Dataset extracts labeled with boxes

————————

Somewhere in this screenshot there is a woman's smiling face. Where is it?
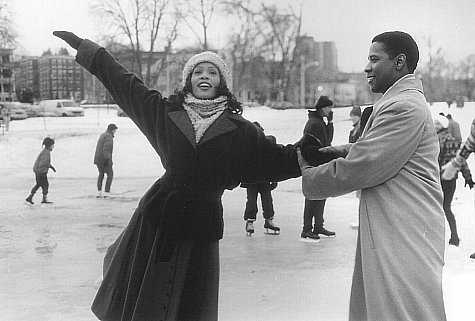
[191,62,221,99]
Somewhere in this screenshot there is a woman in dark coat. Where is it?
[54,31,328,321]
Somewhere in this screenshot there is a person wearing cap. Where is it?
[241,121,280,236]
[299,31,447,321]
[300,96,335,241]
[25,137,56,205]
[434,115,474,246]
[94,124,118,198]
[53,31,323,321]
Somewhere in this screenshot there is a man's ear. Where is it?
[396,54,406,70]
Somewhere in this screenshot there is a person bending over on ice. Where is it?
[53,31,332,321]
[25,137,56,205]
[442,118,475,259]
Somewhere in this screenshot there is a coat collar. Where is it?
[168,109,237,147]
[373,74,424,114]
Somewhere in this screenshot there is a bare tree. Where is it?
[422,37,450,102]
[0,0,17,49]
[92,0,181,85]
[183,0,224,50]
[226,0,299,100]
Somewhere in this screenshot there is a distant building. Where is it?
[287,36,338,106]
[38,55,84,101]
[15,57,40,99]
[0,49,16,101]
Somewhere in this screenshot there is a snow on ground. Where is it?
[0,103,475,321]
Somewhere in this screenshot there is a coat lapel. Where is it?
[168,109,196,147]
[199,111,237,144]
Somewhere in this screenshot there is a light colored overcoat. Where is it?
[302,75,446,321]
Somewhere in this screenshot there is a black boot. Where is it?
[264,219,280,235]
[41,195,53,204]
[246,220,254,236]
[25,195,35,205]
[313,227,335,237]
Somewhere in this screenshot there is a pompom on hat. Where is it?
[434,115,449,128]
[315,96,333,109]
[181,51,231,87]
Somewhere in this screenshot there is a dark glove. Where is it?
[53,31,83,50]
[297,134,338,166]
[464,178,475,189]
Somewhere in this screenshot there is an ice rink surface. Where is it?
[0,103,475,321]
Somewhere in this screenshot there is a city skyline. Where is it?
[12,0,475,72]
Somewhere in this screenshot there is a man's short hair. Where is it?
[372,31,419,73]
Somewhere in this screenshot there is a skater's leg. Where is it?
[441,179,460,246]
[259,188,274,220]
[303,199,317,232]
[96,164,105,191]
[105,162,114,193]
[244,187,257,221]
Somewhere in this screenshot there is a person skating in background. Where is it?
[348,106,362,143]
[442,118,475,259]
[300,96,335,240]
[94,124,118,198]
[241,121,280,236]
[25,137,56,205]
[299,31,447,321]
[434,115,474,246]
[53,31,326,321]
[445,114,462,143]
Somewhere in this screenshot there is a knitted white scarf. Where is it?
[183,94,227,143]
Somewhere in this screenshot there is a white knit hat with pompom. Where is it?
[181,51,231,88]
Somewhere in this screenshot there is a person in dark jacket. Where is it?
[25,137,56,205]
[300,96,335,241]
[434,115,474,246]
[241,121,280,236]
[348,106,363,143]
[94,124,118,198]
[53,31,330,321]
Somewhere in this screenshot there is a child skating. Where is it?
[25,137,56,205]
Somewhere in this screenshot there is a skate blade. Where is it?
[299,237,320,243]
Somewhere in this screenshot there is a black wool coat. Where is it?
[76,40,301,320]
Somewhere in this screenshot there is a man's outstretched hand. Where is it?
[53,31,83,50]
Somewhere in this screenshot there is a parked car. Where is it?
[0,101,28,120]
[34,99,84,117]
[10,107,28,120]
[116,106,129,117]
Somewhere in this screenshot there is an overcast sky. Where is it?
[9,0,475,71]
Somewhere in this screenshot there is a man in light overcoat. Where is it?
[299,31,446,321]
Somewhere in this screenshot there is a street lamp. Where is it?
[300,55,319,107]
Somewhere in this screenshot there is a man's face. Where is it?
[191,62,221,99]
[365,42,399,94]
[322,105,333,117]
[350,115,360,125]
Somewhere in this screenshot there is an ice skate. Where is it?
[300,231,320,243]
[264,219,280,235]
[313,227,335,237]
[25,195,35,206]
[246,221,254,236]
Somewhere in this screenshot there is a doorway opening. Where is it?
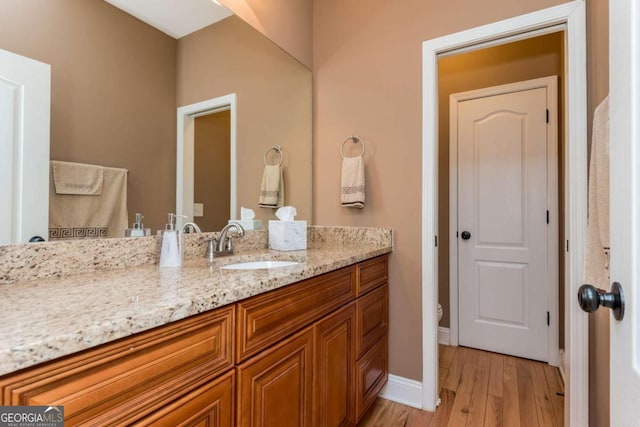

————————

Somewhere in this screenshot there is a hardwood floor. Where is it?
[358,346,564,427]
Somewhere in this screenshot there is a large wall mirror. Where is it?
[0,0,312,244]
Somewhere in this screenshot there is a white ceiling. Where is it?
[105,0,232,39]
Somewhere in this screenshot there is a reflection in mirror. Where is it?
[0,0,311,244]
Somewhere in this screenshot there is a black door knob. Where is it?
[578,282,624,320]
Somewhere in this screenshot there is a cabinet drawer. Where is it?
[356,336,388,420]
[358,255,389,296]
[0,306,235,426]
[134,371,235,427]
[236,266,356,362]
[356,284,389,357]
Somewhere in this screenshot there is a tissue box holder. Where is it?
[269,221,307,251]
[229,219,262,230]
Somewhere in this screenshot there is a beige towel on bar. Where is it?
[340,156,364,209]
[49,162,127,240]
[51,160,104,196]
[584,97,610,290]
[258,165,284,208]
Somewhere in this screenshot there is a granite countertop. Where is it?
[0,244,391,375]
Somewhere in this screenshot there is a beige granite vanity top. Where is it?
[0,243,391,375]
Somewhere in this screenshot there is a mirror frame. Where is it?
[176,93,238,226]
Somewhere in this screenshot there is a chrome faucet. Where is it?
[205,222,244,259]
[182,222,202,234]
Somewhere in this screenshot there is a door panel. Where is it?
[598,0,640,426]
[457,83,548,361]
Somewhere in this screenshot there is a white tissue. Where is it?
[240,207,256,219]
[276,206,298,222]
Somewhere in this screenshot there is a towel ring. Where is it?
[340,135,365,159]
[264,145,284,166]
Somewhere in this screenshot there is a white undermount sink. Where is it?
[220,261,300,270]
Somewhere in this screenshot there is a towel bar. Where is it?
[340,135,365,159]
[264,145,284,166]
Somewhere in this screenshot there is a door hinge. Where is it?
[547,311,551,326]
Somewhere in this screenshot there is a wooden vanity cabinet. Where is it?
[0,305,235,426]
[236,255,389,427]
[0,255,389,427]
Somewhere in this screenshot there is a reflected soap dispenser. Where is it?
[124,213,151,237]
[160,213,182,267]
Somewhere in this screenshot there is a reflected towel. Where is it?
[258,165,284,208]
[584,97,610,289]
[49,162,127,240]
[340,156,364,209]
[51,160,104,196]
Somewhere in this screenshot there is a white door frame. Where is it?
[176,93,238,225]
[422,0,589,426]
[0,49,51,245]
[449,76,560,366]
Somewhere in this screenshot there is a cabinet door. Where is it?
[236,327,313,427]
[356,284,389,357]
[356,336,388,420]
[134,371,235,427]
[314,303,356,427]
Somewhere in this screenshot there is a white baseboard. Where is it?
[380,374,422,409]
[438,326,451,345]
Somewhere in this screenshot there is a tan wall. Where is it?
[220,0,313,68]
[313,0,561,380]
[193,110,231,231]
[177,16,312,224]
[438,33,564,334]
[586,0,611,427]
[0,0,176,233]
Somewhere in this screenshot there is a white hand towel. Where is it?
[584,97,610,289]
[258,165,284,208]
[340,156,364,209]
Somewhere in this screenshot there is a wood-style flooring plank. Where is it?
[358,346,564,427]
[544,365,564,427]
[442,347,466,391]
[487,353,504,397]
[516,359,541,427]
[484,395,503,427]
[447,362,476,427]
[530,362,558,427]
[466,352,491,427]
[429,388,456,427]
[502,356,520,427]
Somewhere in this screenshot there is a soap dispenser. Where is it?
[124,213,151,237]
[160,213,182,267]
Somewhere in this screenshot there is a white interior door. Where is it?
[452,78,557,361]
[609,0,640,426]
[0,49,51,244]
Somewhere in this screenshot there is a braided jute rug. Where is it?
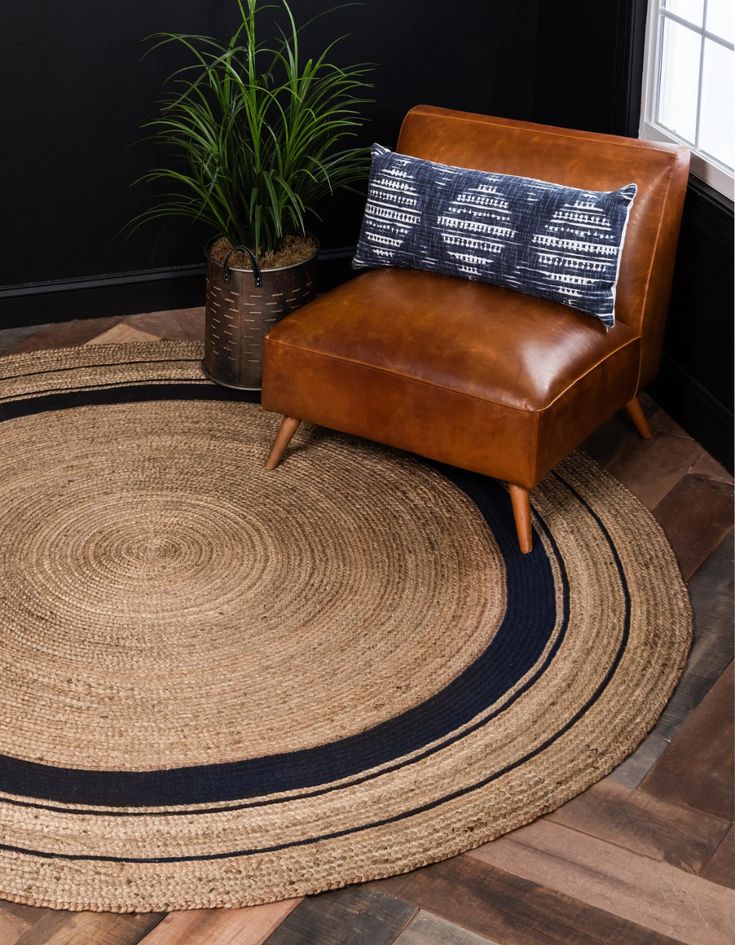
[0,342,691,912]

————————

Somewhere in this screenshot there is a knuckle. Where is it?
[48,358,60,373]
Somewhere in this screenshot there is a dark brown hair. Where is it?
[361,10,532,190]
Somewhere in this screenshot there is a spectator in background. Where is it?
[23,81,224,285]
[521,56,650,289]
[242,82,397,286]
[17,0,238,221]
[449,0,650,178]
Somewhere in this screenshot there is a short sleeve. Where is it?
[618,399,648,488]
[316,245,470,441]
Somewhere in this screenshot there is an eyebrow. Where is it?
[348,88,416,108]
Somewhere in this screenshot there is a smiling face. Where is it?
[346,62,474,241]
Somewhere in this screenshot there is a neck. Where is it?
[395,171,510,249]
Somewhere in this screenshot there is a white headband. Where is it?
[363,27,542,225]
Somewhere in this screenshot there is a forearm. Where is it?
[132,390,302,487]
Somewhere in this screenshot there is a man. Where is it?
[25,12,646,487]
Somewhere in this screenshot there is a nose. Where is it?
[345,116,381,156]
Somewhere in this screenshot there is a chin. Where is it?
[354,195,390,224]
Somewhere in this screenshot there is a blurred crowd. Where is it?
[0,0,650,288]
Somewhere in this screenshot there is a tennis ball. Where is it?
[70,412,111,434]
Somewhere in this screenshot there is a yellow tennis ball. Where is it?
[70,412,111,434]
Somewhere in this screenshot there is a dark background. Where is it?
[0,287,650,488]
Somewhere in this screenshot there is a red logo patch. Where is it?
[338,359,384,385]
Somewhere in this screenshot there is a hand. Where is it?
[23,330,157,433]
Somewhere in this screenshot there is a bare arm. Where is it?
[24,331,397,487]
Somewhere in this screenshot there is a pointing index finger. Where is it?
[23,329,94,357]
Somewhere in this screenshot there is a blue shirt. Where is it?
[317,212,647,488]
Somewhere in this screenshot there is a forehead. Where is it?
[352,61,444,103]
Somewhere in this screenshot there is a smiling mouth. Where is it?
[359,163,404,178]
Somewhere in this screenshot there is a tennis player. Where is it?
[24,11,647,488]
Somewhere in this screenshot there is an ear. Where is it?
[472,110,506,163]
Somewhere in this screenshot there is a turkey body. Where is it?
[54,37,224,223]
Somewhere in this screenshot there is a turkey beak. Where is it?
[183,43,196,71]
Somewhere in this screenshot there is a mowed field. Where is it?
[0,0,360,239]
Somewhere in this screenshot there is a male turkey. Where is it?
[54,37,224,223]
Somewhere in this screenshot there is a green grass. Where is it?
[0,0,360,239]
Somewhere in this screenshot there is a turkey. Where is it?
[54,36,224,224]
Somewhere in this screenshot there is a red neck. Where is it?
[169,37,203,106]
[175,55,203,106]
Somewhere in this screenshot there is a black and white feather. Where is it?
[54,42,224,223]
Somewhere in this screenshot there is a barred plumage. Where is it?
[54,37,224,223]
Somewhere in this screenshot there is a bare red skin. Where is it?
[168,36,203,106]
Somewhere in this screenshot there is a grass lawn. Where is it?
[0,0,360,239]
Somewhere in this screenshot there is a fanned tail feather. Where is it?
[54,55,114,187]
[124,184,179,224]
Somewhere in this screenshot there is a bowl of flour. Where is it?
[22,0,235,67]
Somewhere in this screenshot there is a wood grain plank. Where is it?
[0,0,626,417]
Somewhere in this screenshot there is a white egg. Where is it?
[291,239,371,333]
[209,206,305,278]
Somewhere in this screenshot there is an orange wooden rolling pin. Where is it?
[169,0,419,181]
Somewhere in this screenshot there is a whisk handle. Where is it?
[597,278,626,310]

————————

Task >> Return, character for character, the stretch of the data from the line containing "Somewhere in this screenshot there is an orange" through the line containing "[597,278,626,310]", including both of those lines and nothing else.

Problem solution >>
Somewhere in this screenshot there is an orange wooden rolling pin. Where is it?
[169,0,419,181]
Somewhere in this screenshot there is a whisk handle. Where is it?
[597,278,626,310]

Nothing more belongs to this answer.